* **What to work on**:
1) Name every compiler mentioned in the message about compiling drizzle.
2) Write the next part of the message about compiling drizzle, starting after its final sentence.

Philip Herron wrote:
> whoops forgot to reply to all :)
> 
> Hey
> 
> Thats pretty cool are you compiling all of them under gcc? Or
> different compilers also! I am looking to try and benchmark gcc vs sun
> compilers (compiling drizzle :) ) on linux and on solaris. maby use
> qemu to emulate sparc to see how it works too would be nice too :).
> 

One solaris we're only compiling with Sun Studio, as GCC on Solaris is
too old to compile drizzle. (Oldest GCC we support - which is itself too
old, but it's all OSX ships and everyone things OSX is "cool" - is 4.0.2)

I was going to put in support for compiling with Intel's compiler, but I
gave up when the Intel compiler only came in RPM packages. (and the
"general linux" installer was a shell script with embedded RPMs that it
failed to install on my Ubuntu box... Mike, you wanna kick someone for me?)

I also wanted to try compiling drizzle with Sun Studio on linux (it
exists, why not?) but there are massive header file problems. Sun Studio
finds the GCC header files which contain constructs it doesn't support,
so it either spits gobs of warnings or just plain fails.

So thus far, an apples to apples compiler comparison has turned out to
be particularly difficult... welcome to the battle, however! I do take
patches...

* **Supplied data**:
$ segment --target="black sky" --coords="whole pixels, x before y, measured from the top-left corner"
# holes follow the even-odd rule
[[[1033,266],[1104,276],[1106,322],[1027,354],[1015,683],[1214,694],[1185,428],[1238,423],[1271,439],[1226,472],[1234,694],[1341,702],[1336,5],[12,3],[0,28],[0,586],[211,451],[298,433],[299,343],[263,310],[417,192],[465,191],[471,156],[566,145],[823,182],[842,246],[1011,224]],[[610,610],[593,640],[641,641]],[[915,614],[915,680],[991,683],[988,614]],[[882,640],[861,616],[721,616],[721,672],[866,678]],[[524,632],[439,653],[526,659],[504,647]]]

* **In response**:
1) GCC, Sun Studio, and Intel's compiler.

2)
Monty

> 
>> 2009/3/6 Monty Taylor <[email protected]>:
>>> Stewart Smith wrote:
>>>> I've been looking into various issues that show up in non-intel
>>>> architectures (i.e. SPARC and PowerPC).
>>>>
>>>> I've been using these platforms:
>>>> - Linux/Sparc (Debian)
>>>> - Linux/PowerPC (Debian)
>>>> - Solaris/Sparc (Solaris 10)
>>>>
>>>> SPARC 32 and 64 bit may be different in some cases... so that's fun too..
>>>>
>>>> A large number of issues are common across all three. (and PowerPC is
>>>> really useful due to having a Valgrind port).
>>>>
>>>> There is a bug in sorting that i'm tracking down that seems to be
>>>> responsible for a lot of test failures (so close there).
>>>>
>>>> Some more alignment issues on SPARC (due to memory alloc calls that
>>>> allocate multiple things at once, and the non-first one ends up being
>>>> incorrectly aligned and you end up with SIGBUS). Some systems will trap
>>>> SIGBUS and just give you slow memory access instead.
>>> <troll>
>>> But Stewart - allocating multiple things at a time is better!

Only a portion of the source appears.